La ceremonia de despedida de los Juegos invita por naturaleza a la inmediata nostalgia, como las fiestas populares, que se cierran con alegres tracas de fuegos artificiales, pero no consiguen ocultar la tristeza que supone pasar del festejo a la actividad cotidiana. Los Juegos de Tokio han sido especiales por varias razones. Marcados por la ausencia de público, dictada por el temor al repunte de la pandemia en un país que había trabajado con eficacia para contenerla, los Juegos no dejaron la nostalgia para el final. Fue tan palpable en el día de la inauguración como en el de clausura. Nunca se han celebrado unos JJ. OO. en las condiciones que han presidido los de Tokio. ¿Sería posible o tendría sentido organizar otros en la misma situación?

Tokio registra en los tres últimos días las mayores cotas de infección por COVID-19 desde el comienzo de la pandemia, en marzo de 2020. Aunque la situación hospitalaria se ha agravado, las estadísticas no corroboran las temibles cifras que se anticipaban antes de comenzar las competiciones. En el amplísimo espectro de atletas, preparadores y dirigentes, todos bajo el paraguas del Comité Olímpico Internacional, sólo se han producido 300 casos, sin que se haya producido un reguero de contagios.
****************
- [Enunciado]
Convierte en una lista breve el párrafo del fragmento que empieza por «Tokio registra en los tres últimos días», sin perder sus datos principales. No hace falta consultar el listado.

- [Datos proporcionados]
****************
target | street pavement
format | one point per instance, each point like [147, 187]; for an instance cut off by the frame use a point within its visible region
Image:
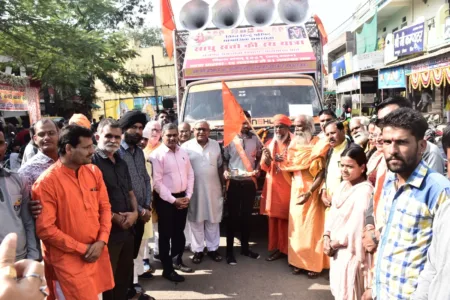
[249, 279]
****************
- [Respuesta]
- En los tres últimos días, Tokio ha registrado sus mayores cotas de infección por COVID-19 desde el comienzo de la pandemia, en marzo de 2020.
- La situación hospitalaria se ha agravado, pero las estadísticas no confirman las temibles cifras previstas antes de las competiciones.
- Entre atletas, preparadores y dirigentes, todos bajo el Comité Olímpico Internacional, solo ha habido 300 casos, sin un reguero de contagios.